→ **STATED PROBLEM**
Copy every item below word for word, leaving out the pictures.
* START SUPPLIED ENTRIES *
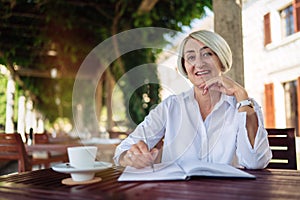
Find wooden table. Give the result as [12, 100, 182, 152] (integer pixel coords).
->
[25, 143, 117, 162]
[0, 167, 300, 200]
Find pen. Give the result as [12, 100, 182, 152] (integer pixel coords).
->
[142, 125, 154, 172]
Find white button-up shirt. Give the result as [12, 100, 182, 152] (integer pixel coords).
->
[114, 89, 272, 169]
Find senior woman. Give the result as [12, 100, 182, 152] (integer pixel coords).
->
[114, 30, 272, 169]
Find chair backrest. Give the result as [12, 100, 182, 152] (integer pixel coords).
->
[266, 128, 297, 169]
[33, 133, 49, 144]
[0, 133, 32, 173]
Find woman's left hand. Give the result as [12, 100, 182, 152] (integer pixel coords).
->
[199, 75, 248, 101]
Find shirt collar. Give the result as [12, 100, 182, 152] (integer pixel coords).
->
[183, 87, 236, 108]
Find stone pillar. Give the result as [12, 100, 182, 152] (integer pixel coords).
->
[5, 76, 15, 133]
[17, 96, 26, 141]
[213, 0, 244, 86]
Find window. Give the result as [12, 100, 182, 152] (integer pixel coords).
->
[283, 80, 299, 135]
[264, 13, 272, 45]
[279, 5, 295, 37]
[264, 0, 300, 46]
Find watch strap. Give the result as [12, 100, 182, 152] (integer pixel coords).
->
[236, 99, 253, 109]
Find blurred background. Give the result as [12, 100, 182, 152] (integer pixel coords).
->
[0, 0, 300, 142]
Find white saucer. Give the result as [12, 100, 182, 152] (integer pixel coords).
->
[52, 162, 112, 173]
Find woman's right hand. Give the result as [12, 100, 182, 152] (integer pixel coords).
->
[119, 141, 158, 169]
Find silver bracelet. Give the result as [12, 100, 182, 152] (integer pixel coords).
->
[236, 99, 254, 109]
* END SUPPLIED ENTRIES *
→ **RESPONSE TO THE TASK**
Find wooden table. Give the result as [12, 100, 182, 152] (integer pixel coords).
->
[25, 143, 117, 162]
[0, 167, 300, 200]
Find pen. Give the result as [12, 100, 182, 152] (integer pixel coords).
->
[142, 125, 154, 172]
Find white button-up shirt. Give the result as [12, 100, 182, 152] (integer pixel coords).
->
[114, 89, 272, 169]
Find senior woman. Give the result as [12, 100, 182, 152] (integer pixel coords).
->
[114, 30, 272, 169]
Find chair backrest. Give the result as [12, 100, 182, 152] (integer pixel coords).
->
[266, 128, 297, 169]
[33, 133, 49, 144]
[0, 133, 32, 173]
Find woman's left hand. Give the result as [12, 100, 182, 152] (integer pixel coords).
->
[199, 75, 248, 101]
Find shirt collar. Give the result as [12, 100, 182, 152] (integer pixel coords).
->
[183, 87, 236, 108]
Find stone pillar. Give the result as [12, 100, 182, 152] (integer pixel coords).
->
[5, 76, 15, 133]
[17, 96, 26, 141]
[213, 0, 244, 86]
Find window. Give the result as [12, 100, 182, 152] (integer pixel coords).
->
[283, 80, 299, 135]
[264, 13, 272, 45]
[279, 5, 295, 37]
[264, 0, 300, 46]
Find watch strap. Give the result as [12, 100, 182, 152] (integer pixel coords).
->
[236, 99, 253, 109]
Find blurred background. Give the result as [12, 100, 182, 152] (integer pixel coords).
->
[0, 0, 300, 142]
Find white saucer. Give the result as [12, 100, 182, 152] (integer pixel coords).
->
[52, 162, 112, 173]
Find woman's right hand. Give the result as [12, 100, 182, 152] (integer pixel coords).
->
[119, 141, 158, 169]
Find silver bracelet. Give the result as [12, 100, 182, 152] (integer pixel coords).
->
[236, 99, 254, 109]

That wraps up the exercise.